### Exercise details:
Transcribe every one of the records below character for character, and leave the pictures out of your copy.

### Record set:
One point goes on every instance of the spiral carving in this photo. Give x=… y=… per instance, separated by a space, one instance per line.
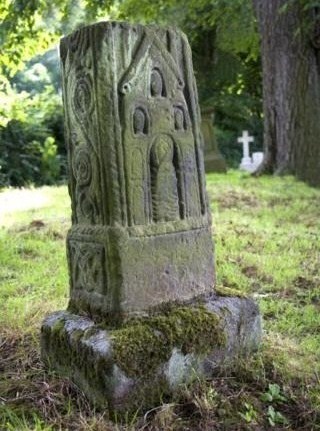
x=82 y=166
x=82 y=97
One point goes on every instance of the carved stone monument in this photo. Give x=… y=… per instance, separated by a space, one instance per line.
x=213 y=160
x=143 y=313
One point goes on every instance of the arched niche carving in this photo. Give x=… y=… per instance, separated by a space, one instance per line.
x=157 y=83
x=165 y=180
x=140 y=121
x=180 y=121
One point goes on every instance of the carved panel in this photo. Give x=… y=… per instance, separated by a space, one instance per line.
x=87 y=262
x=157 y=84
x=164 y=184
x=180 y=121
x=140 y=121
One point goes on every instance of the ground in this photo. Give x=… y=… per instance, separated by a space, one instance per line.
x=266 y=233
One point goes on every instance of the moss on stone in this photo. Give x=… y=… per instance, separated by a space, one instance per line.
x=143 y=344
x=228 y=291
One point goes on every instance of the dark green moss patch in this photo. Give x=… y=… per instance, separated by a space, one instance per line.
x=143 y=344
x=228 y=291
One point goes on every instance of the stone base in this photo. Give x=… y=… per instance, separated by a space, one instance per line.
x=133 y=366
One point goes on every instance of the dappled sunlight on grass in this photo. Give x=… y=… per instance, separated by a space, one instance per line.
x=266 y=233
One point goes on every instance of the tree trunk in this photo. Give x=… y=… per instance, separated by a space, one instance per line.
x=291 y=88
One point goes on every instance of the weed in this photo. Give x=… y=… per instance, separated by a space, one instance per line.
x=266 y=233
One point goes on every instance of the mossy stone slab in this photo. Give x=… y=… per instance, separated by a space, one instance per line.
x=133 y=366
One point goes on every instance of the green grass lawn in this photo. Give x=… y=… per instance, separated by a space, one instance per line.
x=267 y=244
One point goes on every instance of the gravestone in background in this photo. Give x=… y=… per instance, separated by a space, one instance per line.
x=213 y=160
x=143 y=313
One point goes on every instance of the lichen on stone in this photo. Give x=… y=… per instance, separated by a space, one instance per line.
x=228 y=291
x=143 y=344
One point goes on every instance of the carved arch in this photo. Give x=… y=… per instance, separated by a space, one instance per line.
x=167 y=203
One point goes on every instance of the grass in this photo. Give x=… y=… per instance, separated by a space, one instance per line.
x=267 y=244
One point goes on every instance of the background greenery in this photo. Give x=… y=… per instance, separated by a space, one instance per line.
x=226 y=59
x=266 y=234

### Exercise output:
One point goes on every instance of the spiral carving in this photo. Give x=… y=… per instance, separated by a space, one instance per line.
x=82 y=166
x=82 y=97
One point goes on every instance of the carved stone monument in this photo. Give x=… y=… per instance, separated by a space, one instance per line.
x=213 y=160
x=143 y=313
One point goes on every instance of the arched niche carving in this photo. Give x=… y=… per instance, separated by a space, one instance per line.
x=157 y=83
x=165 y=180
x=140 y=121
x=180 y=121
One point goes on every instance of the carved panel in this photo. Give x=… y=… per instance, separated by a space, one instance per line.
x=87 y=262
x=157 y=84
x=164 y=184
x=180 y=121
x=140 y=121
One point goes on every instance of the ground in this photo. Give x=… y=… per instance, separated by a space, one instance per line.
x=266 y=233
One point goes on every instance of the moss on stone in this photo. Give x=… y=… per instance, separated by a space, one instance per line.
x=143 y=344
x=228 y=291
One point goes on every instance of the dark green moss patch in this photo. Give x=… y=… per instance, separated by a space, one instance per line.
x=143 y=344
x=228 y=291
One point goes on every instance of the stone base in this photo. Give x=… y=… per instance, separated by a space, one instance per line.
x=133 y=366
One point goes on every instance of the dappled sunlight on grass in this photo. Give x=… y=… per instance, separated by a space, one instance per line.
x=266 y=233
One point goes on every instance of the tree trunk in this photo. Give x=… y=… per instance, separated by a space, one instance per line.
x=291 y=88
One point goes on every instance of the weed in this photo. Give x=… y=… per instance, separated by a space, one instance per line.
x=266 y=233
One point goes on every instance of the mossy stone slab in this photo. Give x=… y=… per instance, separated by a space, one instance per line.
x=133 y=366
One point goes on every instance of the green grass lawn in this photo. Give x=… y=… per instance, separated by a space, one instance per line.
x=267 y=244
One point goes on every instance of the gravestone in background in this photo. Give x=… y=… per instance, separated by a space, one instance per line.
x=213 y=160
x=143 y=313
One point goes on every instance of the lichen on stone in this photo. Give x=… y=… per instance, separated by a space, one instance per line.
x=228 y=291
x=143 y=344
One point goes on every instance of the carved arch in this photo. Give x=… y=… per instance, separated by a space, one instance per line.
x=167 y=203
One point goes on every instance of the grass in this photo. Give x=… y=… per instance, separated by a space, one instance per line.
x=267 y=244
One point goes on every instance of the background greenery in this photo. Give x=… y=… per instance, separated by a space, one instance per line.
x=226 y=59
x=266 y=234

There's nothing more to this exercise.